### Excerpted data
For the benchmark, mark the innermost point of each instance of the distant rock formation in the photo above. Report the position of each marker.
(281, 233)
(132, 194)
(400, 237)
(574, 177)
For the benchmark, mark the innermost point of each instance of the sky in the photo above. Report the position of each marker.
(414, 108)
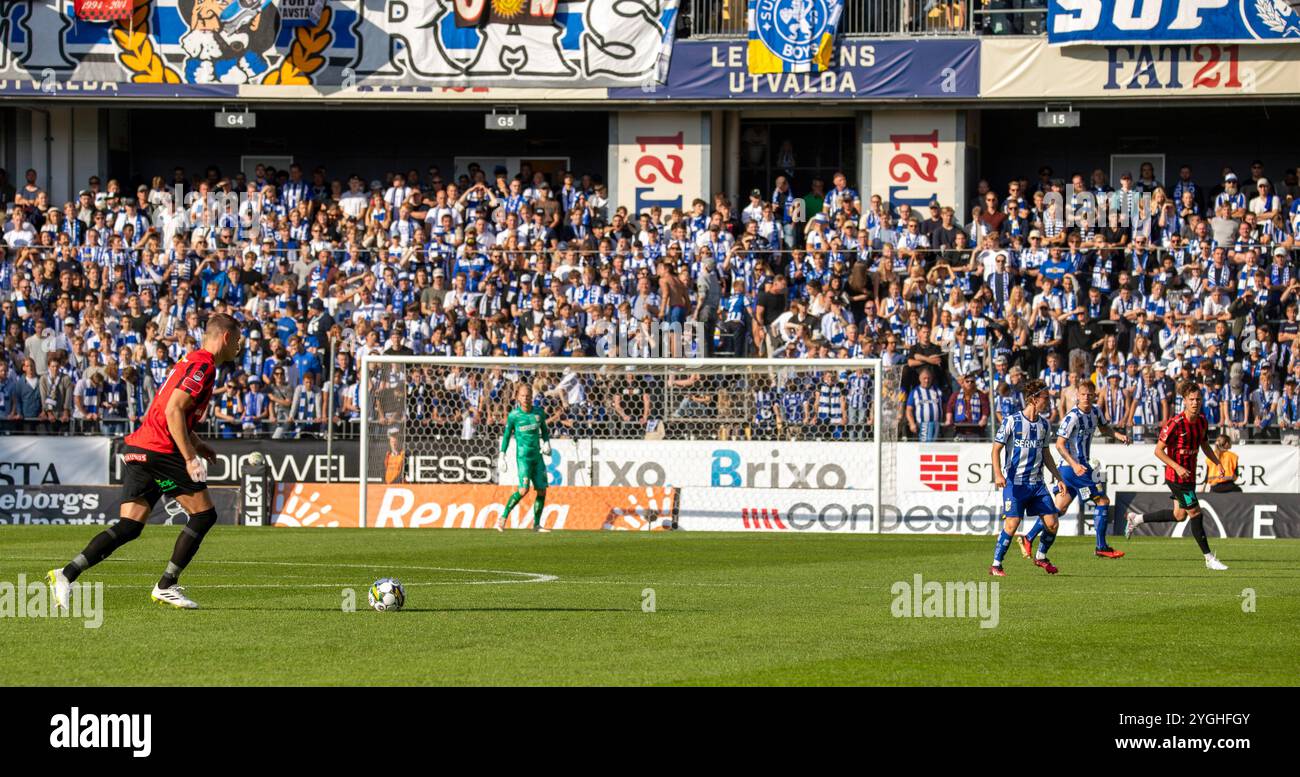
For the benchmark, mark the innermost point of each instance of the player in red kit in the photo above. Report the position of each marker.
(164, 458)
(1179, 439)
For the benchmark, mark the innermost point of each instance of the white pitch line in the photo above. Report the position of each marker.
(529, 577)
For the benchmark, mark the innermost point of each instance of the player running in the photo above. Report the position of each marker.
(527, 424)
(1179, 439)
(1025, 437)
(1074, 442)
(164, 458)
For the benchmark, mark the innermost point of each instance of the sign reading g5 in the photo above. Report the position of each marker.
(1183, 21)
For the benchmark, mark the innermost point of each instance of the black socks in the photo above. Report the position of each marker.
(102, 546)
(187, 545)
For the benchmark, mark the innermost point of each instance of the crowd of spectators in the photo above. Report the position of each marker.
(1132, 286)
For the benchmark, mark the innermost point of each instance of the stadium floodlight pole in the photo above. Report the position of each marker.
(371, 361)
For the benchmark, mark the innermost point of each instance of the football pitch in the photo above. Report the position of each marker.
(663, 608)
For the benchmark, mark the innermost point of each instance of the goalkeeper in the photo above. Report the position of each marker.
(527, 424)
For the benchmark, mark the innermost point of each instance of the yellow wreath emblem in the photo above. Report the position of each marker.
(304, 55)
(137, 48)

...

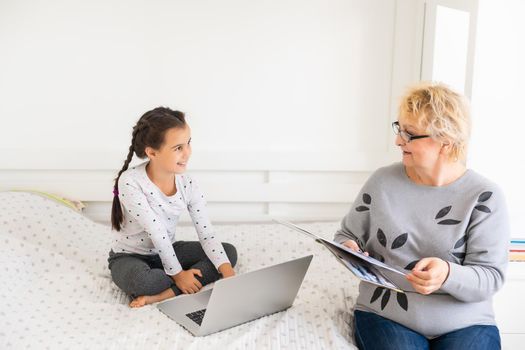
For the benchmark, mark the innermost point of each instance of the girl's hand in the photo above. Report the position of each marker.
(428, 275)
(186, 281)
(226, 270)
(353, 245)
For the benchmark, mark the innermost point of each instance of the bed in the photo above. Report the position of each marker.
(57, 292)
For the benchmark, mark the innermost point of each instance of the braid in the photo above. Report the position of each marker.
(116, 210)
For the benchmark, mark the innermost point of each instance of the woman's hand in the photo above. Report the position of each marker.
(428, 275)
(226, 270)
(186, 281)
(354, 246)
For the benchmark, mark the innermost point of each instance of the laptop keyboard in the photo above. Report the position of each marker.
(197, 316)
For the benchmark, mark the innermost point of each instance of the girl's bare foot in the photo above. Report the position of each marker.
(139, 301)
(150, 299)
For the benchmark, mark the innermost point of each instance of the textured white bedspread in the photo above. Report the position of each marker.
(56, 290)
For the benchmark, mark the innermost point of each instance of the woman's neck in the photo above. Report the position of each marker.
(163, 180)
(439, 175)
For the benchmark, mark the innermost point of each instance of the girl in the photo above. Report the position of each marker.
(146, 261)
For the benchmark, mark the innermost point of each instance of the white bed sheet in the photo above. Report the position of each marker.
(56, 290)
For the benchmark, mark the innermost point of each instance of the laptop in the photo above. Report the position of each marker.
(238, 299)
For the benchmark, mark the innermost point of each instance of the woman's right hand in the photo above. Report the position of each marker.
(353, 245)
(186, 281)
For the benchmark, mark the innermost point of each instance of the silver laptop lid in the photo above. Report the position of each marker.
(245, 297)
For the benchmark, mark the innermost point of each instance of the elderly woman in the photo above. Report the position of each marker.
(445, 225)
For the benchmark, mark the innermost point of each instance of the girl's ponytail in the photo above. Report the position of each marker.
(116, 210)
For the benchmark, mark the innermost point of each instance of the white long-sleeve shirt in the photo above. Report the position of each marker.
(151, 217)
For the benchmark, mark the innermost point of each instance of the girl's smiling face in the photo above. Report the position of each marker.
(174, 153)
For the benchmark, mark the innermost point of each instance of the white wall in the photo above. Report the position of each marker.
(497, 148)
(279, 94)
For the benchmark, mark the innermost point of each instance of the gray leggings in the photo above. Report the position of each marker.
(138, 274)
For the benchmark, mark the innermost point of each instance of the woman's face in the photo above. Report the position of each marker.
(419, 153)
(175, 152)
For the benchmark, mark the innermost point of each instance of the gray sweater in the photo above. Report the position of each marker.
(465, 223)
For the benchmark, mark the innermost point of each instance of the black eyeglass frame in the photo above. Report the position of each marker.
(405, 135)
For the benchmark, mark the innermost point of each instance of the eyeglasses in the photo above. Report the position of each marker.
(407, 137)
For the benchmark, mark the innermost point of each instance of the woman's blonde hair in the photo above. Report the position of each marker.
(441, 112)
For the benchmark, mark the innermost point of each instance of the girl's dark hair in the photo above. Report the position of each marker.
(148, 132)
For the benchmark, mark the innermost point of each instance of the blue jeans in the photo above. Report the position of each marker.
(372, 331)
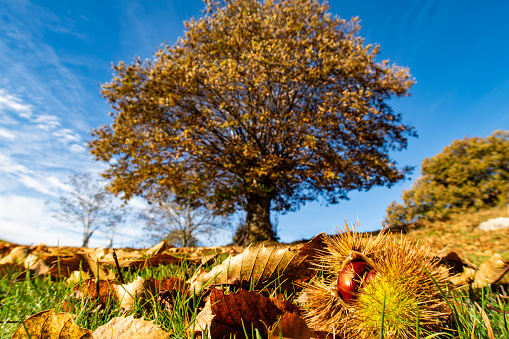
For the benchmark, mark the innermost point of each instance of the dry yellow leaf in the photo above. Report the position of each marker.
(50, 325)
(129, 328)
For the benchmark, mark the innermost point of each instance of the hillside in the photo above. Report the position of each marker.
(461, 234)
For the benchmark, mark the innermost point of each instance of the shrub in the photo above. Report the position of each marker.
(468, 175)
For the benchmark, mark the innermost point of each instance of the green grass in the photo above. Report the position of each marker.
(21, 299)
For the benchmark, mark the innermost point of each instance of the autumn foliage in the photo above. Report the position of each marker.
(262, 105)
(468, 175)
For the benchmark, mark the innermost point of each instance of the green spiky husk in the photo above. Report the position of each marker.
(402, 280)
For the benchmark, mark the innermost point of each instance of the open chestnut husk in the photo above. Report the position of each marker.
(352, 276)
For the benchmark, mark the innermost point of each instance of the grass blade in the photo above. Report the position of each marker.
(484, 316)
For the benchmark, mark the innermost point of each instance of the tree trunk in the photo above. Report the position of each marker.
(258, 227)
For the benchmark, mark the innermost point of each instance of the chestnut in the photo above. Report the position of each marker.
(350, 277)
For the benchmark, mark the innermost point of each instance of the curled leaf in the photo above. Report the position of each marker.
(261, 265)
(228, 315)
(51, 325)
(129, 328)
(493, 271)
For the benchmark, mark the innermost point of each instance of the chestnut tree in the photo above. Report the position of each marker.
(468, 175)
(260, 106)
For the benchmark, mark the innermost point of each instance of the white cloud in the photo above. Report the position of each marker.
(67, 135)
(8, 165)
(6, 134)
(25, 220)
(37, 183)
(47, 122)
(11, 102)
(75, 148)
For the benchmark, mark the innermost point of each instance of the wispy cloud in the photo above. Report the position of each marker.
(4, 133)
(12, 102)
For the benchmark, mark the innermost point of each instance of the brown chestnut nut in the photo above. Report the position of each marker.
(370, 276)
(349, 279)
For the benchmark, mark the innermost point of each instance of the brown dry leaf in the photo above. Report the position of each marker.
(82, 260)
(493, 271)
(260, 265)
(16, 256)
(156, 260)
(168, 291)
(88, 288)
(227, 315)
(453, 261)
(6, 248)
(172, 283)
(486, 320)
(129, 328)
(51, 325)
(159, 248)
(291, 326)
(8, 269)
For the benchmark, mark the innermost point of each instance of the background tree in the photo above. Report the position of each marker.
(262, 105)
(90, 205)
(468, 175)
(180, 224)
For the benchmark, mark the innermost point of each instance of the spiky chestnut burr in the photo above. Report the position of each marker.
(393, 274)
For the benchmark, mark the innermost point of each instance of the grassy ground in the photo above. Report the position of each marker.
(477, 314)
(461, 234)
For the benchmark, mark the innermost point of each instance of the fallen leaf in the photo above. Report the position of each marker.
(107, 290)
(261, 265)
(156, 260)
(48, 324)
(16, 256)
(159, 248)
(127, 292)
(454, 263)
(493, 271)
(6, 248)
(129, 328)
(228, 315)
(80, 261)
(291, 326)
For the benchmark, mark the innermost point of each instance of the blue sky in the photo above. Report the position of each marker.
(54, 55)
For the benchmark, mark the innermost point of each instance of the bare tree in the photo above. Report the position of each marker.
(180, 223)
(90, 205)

...

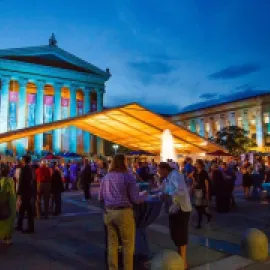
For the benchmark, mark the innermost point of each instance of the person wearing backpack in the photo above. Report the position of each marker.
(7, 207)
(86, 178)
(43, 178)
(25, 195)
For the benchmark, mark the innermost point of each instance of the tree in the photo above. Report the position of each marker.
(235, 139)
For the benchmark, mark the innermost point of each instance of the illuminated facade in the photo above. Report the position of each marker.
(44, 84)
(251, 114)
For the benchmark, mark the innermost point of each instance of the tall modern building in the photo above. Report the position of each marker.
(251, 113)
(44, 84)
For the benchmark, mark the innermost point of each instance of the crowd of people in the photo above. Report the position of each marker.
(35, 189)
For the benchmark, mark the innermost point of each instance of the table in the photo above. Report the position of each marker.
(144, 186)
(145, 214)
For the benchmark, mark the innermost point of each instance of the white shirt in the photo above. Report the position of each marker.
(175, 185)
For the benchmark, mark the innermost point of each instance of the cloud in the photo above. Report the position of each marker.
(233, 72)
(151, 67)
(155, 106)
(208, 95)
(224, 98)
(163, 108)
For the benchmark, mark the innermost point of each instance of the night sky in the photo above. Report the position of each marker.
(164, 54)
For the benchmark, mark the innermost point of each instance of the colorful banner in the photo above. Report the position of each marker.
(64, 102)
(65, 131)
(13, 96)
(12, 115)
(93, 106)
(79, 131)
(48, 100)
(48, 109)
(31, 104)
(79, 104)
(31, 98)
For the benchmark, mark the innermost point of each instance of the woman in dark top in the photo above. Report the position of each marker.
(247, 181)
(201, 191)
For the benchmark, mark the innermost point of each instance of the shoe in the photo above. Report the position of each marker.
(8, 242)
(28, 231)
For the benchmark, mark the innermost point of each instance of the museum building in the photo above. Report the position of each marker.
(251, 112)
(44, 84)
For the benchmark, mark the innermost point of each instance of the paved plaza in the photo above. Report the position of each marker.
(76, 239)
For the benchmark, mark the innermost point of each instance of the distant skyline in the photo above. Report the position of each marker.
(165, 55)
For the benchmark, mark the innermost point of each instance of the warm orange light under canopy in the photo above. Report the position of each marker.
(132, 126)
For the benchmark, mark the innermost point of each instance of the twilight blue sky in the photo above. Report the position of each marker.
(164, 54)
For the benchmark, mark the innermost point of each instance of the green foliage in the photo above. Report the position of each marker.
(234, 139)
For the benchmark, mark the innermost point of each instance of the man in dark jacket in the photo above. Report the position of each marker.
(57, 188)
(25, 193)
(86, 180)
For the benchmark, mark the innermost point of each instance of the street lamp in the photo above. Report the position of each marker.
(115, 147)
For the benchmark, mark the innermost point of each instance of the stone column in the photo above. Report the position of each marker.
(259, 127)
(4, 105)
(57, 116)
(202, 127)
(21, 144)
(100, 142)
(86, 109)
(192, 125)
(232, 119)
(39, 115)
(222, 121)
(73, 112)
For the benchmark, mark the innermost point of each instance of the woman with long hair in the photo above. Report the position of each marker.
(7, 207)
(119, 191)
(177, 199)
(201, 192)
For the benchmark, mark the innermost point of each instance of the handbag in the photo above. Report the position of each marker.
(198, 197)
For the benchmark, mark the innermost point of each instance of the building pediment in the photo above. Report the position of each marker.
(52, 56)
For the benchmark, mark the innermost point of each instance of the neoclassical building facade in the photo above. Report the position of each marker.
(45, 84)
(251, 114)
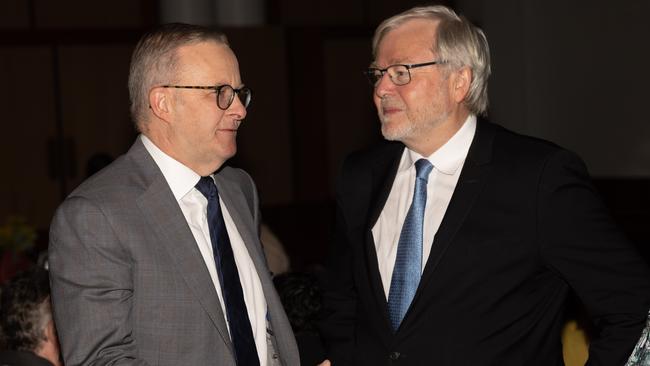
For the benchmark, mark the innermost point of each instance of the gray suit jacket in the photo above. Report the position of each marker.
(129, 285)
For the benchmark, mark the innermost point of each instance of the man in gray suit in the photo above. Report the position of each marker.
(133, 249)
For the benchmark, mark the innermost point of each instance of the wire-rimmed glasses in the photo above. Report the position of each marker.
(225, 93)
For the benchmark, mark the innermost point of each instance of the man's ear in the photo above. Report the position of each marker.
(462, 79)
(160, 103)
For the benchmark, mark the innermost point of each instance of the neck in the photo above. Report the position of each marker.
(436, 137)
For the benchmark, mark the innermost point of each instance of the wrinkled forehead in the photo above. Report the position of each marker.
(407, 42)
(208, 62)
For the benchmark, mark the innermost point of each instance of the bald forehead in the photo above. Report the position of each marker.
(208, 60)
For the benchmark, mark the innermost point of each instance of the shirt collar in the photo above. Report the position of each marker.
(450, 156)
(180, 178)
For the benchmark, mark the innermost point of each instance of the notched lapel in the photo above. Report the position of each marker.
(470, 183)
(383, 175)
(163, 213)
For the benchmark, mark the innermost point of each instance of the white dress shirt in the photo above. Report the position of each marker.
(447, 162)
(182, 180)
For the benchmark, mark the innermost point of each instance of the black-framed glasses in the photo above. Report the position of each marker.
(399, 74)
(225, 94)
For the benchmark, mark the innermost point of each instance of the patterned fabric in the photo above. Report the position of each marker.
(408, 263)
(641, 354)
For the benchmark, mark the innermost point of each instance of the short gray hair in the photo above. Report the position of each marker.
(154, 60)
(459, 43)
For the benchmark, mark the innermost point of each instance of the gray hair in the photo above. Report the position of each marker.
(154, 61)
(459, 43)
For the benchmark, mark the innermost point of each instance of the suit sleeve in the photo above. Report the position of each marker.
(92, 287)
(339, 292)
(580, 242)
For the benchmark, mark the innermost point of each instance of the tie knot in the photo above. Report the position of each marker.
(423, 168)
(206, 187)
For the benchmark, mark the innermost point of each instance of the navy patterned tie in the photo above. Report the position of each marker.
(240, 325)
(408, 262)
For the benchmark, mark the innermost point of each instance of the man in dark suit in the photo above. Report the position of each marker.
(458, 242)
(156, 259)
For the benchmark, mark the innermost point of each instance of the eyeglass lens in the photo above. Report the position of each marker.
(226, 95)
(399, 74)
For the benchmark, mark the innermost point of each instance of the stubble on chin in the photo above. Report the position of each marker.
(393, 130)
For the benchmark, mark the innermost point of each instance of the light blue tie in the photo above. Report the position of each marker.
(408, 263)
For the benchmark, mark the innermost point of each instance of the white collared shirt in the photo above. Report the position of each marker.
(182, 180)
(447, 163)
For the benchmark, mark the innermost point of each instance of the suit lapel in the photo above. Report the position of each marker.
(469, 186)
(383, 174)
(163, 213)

### Problem requirements
Count the lines in the records above that contain the string "sleeve", treating uppercase and lowercase as different. Reply with the number only.

### Answer for the task
2